→ Exercise A
According to the passage on resistor distortion, what should be used over the whole chain of a voltage divider network to cancel the two main distortion effects?
→ Exercise B
Translate this sentence from the passage on resistor distortion into German: "In Jan Didden's Linear Audio, there was an article published, testing several brands of resistors."
→ Exercise C
Write the next part of the passage on resistor distortion, starting after its final sentence.

Judging a resistor by listening to it might be anyhow rather unsatisfying, because the differences are so small, that even if there is a difference, one can't easily say, which one is better.

Voltage coefficient is rarely specified and most of the time a maximum value (pretty safely set far above the real value, because it is not tested in production). So comparing manufacturers specs doesn't help a lot.

In Jan Didden's Linear Audio, there was an article published, testing several brands of resistors.

Here clearly thermal distortion could be measured (but still way below inaudible levels for non Carbon types).

The two main distortion effects (temperature and voltage) can be easily cancelled in voltage divider networks by using the same resistor over the whole chain (e.g. attenuation -20dB, take a chain of 9x "unity resistors" for the upper resistor and 1x "unity resistor" for the lower resistor). This type of matching works extremely well in IC design, so it should work in Audio even better ... ;-) Using such smart approaches allows to select the resistors for other parameters (like noise, parasitic capacitances), so this can lead to an overall better performance.

→ Excerpted data
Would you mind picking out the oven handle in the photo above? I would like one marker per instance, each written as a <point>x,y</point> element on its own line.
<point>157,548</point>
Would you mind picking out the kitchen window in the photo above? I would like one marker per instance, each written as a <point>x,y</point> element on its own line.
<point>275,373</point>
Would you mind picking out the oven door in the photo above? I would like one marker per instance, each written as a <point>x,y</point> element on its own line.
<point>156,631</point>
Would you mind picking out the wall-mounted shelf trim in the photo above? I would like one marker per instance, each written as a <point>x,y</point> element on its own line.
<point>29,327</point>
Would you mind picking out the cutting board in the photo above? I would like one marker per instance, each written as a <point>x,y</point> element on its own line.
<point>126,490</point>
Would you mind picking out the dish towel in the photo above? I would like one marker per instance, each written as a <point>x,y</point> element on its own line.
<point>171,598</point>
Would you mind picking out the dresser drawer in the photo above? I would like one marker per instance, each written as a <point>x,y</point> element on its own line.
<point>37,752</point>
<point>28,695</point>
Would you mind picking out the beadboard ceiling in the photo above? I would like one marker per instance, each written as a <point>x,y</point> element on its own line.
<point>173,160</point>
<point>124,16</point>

--

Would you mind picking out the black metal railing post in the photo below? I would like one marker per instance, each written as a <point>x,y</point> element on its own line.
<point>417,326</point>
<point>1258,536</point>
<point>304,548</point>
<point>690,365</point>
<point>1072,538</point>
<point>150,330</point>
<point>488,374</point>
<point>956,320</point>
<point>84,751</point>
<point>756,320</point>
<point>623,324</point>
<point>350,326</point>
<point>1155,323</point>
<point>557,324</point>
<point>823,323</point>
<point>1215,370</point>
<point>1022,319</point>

--

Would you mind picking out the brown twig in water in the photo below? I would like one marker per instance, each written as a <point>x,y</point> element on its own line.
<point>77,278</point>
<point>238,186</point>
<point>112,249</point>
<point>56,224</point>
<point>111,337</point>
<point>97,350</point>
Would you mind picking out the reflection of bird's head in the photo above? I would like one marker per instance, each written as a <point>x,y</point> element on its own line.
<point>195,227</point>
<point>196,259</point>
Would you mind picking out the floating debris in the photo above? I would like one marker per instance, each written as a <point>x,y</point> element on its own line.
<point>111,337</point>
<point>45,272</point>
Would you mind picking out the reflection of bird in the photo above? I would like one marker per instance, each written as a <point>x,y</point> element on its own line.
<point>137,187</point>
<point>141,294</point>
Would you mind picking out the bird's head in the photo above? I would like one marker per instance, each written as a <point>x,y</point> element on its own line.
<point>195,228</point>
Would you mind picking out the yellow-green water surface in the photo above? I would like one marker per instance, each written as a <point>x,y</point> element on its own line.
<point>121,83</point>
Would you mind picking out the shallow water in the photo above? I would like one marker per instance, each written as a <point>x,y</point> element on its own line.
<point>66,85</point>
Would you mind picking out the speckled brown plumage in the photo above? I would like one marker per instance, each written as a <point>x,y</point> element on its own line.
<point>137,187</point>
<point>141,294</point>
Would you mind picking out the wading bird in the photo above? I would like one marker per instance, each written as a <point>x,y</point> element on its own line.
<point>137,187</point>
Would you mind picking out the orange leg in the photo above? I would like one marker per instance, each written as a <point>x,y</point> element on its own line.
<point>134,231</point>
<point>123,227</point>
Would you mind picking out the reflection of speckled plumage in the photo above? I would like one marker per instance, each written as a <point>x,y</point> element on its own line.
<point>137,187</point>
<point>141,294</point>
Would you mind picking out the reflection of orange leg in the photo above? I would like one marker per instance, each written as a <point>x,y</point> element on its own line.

→ Exercise output A
The same resistor.

→ Exercise output B
In Jan Diddens Linear Audio wurde ein Artikel veröffentlicht, in dem mehrere Widerstandsmarken getestet wurden.

→ Exercise output C
Anyhow, another very interesting effect I saw in the article in "Linear Audio", that some resistors, especially the carbon types, but also some film types show a broadening of the FFT peak width of the fundamental (not only a rise in noise under signal, but also a local rise of noise around the fundamental). This is certainly again well below normal audible levels, but if this is a real effect it could be expressed as resistor phase noise, which I find quite fascinating, especially since such an effect can easily lead into phase intermodulation (Which in other areas would be called Jitter) ...

Anyone ever heard about phase noise in resistors in relation to audio ?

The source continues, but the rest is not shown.